- _TASK LIST_
A - Repeat the text of the post about the Wal-Mart medical marijuana firing between "Under the Americans" and "by reasonable accommodation.", inclusive.
B - In the post about the Wal-Mart medical marijuana firing, restate the paragraph beginning "Under the Americans with Disabilities Act" in fewer words, keeping its main facts.
C - Go on with the post about the Wal-Mart medical marijuana firing, starting after its final sentence.

- _EXTRACTED TEXT_
By: LINDSEY O'NEILL, ESQ.
Interesting case in the news today… A Wal-Mart employee was fired for failing a customary drug test because he was a medical marijuana user. (This case is in Michigan, which has legalized medical marijuana for qualified medical purposes.) Apparently he was one of Wal-Mart’s best employees – even earning outstanding service awards. Plus -it wasn’t like he was smoking pot on the job… No, he only used marijuana after hours for pain associated with his long-term battle with cancer. Despite his stellar employment record, Wal-Mart fired him over the medical marijuana citing “safety” concerns. Seriously? This guy started with the company as a grocery stocker and worked his way up to inventory control manager – never had a safety problem, never did anything that was considered dangerous, nor was his performance ever questioned. Yet, all of a sudden, when they found out he’s a medical marijuana user, he became a safety concern? What safety hazards are at risk from someone who uses marijuana as pain medication at home, but who’s sober at work while performing his job duties?
This got me thinking… Lots of people take all kinds of prescription medication for chronic pain, like Vicodin for example. Methadone has also been prescribed for pain (whereas the traditional methadone Rx is to for heroin addicts). Oxycontin – another drug legally prescribed for pain. Depending on the patient, and perhaps the dosage, vicodin, methadone, oxycontin, or other pain medications may even impair the person’s motor skills, etc. Often those suffering from chronic pain take the medication throughout the day – even while at work. Should taking these medications be a valid reason to get fired from a job? No… in fact that would probably be illegal (in most cases).
Under the Americans with Disabilities Act (ADA), employers cannot discriminate in their hiring and firing practices based on an individual’s use of prescription medication for legitimate medical purposes, subject only to a few limited exceptions. Employees in positions “affecting public safety” (like police officers and firefighters) may have to report when they are taking medication that may affect their ability to perform essential functions. In making an adverse decision against these employees, an employer would have to demonstrate that the employee is unable to perform his/her essential job functions or, in fact, poses a direct threat to public safety that cannot be eliminated or reduced by reasonable accommodation.

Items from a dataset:
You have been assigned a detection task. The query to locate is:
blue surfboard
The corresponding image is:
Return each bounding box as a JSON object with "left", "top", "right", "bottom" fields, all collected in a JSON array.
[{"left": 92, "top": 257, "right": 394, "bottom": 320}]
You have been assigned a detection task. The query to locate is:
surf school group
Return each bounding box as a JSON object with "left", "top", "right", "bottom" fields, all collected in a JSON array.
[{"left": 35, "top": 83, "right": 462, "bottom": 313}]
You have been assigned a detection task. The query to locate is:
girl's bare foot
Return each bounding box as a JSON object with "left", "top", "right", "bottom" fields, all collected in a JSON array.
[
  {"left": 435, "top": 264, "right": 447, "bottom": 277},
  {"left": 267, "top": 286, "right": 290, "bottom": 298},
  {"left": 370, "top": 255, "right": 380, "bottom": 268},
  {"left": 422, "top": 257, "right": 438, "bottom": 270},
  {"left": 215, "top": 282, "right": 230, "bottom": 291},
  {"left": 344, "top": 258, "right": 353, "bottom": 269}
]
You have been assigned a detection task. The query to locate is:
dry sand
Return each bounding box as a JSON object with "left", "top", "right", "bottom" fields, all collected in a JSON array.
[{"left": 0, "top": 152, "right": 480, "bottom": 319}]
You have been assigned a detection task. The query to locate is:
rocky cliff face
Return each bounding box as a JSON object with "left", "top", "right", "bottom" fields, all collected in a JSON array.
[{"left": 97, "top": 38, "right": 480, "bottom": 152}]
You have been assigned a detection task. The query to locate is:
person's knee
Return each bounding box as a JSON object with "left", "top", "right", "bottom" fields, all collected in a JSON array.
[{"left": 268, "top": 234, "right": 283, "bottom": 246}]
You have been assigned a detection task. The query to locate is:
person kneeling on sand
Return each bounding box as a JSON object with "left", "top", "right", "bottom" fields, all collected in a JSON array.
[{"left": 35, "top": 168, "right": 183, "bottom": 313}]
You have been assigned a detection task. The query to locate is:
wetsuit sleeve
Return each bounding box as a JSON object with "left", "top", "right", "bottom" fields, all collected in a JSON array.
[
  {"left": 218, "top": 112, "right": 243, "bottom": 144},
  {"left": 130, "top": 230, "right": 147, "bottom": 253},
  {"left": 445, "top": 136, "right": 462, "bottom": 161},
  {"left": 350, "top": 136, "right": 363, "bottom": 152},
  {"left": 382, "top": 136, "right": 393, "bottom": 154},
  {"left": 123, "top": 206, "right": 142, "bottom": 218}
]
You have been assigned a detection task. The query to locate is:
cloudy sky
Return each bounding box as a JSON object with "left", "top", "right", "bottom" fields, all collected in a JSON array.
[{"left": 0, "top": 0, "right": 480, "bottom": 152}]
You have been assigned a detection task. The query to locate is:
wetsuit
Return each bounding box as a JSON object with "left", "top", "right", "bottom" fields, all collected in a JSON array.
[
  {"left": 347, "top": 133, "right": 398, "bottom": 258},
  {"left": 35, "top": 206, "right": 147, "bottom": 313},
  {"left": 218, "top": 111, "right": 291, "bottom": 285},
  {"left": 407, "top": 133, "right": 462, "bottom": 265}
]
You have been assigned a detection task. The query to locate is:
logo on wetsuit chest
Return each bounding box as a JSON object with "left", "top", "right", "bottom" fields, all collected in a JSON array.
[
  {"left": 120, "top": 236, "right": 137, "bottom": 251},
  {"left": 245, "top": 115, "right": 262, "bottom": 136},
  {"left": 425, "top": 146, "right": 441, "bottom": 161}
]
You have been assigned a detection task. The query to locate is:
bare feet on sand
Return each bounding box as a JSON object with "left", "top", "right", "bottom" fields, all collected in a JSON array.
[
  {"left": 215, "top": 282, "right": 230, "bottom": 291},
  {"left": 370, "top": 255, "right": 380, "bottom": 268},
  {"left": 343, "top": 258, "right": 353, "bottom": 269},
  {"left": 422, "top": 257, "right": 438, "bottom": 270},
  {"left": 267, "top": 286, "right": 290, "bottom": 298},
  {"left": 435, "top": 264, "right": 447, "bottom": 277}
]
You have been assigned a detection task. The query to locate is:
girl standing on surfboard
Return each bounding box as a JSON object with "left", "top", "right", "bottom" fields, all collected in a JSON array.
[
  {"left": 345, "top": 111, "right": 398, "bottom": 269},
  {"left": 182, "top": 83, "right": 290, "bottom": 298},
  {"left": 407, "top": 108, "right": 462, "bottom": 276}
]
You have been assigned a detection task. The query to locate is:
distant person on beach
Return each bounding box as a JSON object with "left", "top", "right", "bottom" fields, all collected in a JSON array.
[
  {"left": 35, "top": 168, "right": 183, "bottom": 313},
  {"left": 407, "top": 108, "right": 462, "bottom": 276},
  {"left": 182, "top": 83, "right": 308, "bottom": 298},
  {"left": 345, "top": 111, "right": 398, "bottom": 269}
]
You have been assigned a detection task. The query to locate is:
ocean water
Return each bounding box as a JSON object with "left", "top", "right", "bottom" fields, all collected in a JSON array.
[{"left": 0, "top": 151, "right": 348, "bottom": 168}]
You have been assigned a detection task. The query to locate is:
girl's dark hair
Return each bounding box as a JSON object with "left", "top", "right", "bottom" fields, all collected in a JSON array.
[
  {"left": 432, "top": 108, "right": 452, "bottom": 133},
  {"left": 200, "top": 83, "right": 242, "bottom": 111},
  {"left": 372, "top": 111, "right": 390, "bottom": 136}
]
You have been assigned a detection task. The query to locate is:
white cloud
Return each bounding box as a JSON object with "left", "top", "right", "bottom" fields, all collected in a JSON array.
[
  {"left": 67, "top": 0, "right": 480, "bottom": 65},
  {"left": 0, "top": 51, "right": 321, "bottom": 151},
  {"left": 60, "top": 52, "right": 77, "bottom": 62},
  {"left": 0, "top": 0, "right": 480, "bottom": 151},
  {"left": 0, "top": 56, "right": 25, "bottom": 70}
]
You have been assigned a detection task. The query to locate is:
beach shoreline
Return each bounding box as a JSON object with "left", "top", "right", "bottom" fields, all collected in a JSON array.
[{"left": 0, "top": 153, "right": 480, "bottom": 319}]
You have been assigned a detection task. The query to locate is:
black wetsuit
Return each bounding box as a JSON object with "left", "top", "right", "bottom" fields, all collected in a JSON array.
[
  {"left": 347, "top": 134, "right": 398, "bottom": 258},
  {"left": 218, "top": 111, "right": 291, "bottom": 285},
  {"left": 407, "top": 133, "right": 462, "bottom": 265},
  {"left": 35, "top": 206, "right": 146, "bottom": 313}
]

- _TASK RESULTS_
A -
Under the Americans with Disabilities Act (ADA), employers cannot discriminate in their hiring and firing practices based on an individual’s use of prescription medication for legitimate medical purposes, subject only to a few limited exceptions. Employees in positions “affecting public safety” (like police officers and firefighters) may have to report when they are taking medication that may affect their ability to perform essential functions. In making an adverse decision against these employees, an employer would have to demonstrate that the employee is unable to perform his/her essential job functions or, in fact, poses a direct threat to public safety that cannot be eliminated or reduced by reasonable accommodation.

B - The ADA bars employers from hiring or firing based on someone's use of prescription medication for legitimate medical purposes, with a few limited exceptions. Employees in jobs affecting public safety, such as police officers and firefighters, may have to report medication that could affect their essential job functions. To take adverse action against such an employee, the employer must show that the employee cannot perform those functions or poses a direct threat to public safety that reasonable accommodation cannot eliminate or reduce.

C -
To illustrate the ADA rule, the Equal Employment Opportunity Commission uses the following examples: (1) A police department could require armed officers to report when they are taking medications that may affect their ability to use a firearm or to perform other essential functions of their job; (2) An airline could require its pilots to report when they are taking any medications that may impair their ability to fly; (3) A private security company may require its armed security officers who are expected to pursue and detain fleeing criminal suspects to have periodic blood pressure screenings and stress tests because it is concerned about the risk of harm to the public that could result if an officer has a sudden stroke. However, a fire department could not require fire department employees who perform only administrative duties to report their use of medications because it is unlikely that it could show that these employees would pose a direct threat as a result of their inability or impaired ability to perform their essential job functions. If an employee is wrongfully terminated, an employee can file a complaint withe the EEOC under the American with Disabilities Act.
A part of me can’t help wondering if it crossed the minds of Wal-Mart executives whether this cancer-stricken employee was a threat, not to public safety, but to their medical insurance policy rates. Cancer patients are costly. I sincerely hope this wasn’t a factor in the decision to fire the poor guy, but it did come up for me as a possibility. The ACLU has taken the case and filed a wrongful termination lawsuit against Wal-Mart for illegally firing someone over legal medical marijuana pain treatment.
What do you all think? Should the guy have been fired for being a medical marijuana patient (in compliance with the state of Michigan’s laws)? Or was Wal-Mart right to think his off-the-clock use of medical marijuana posed a legitimate safety concern when it comes to performing his grocery/inventory stocking duties? For which jobs would medical marijuana – or any prescription drug for that matter – be a safety factor?